» Material:
◆ ◆ ◆
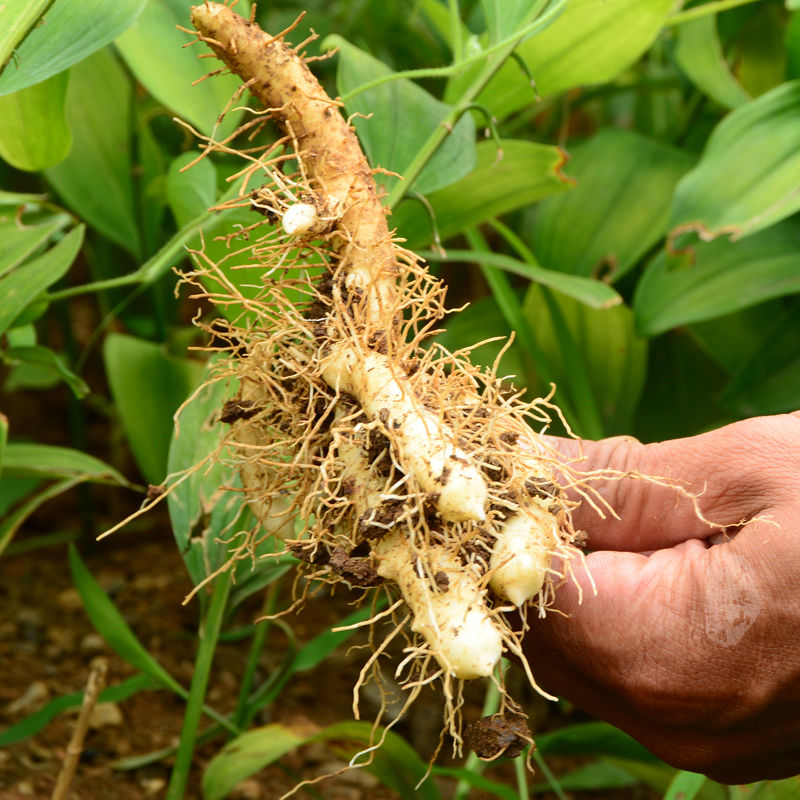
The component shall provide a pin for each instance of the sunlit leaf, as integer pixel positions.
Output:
◆ ◆ ◆
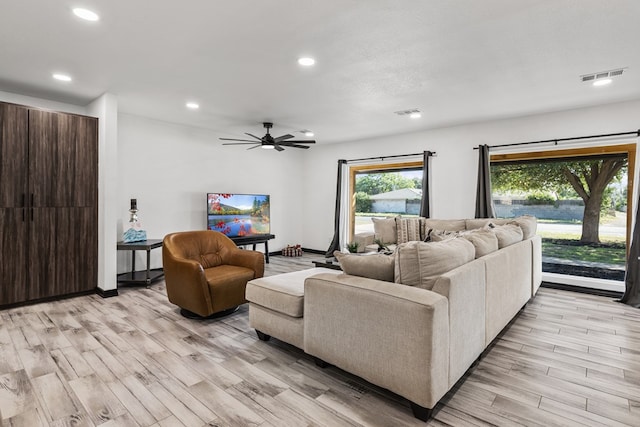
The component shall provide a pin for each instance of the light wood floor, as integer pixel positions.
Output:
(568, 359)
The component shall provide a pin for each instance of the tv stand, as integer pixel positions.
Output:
◆ ◆ ◆
Collect every line in the material above that contains the string "positions". Capital and small letters count as different.

» Solution to the problem:
The component shall provide a pin for each instance of the sunlit leaf, as integer pixel positions.
The component shall provide a pin for each instance of the light wood floor, as integer pixel positions.
The component shall provide a pin for each instance of the tv stand, as integer pixel positions.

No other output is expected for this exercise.